### MATERIAL PROVIDED

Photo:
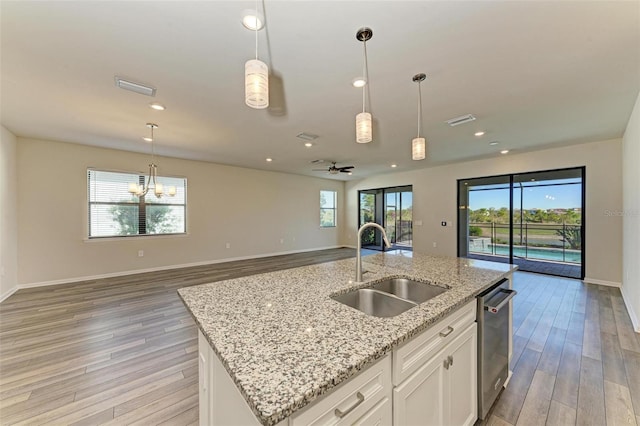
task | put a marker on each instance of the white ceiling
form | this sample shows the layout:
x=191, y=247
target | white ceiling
x=535, y=74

######

Leave out the pictures and give the rest of the records again exactly.

- THE RESULT:
Photo:
task | put a marker on each instance of the white ceiling
form | this sample shows the layout:
x=191, y=247
target | white ceiling
x=535, y=74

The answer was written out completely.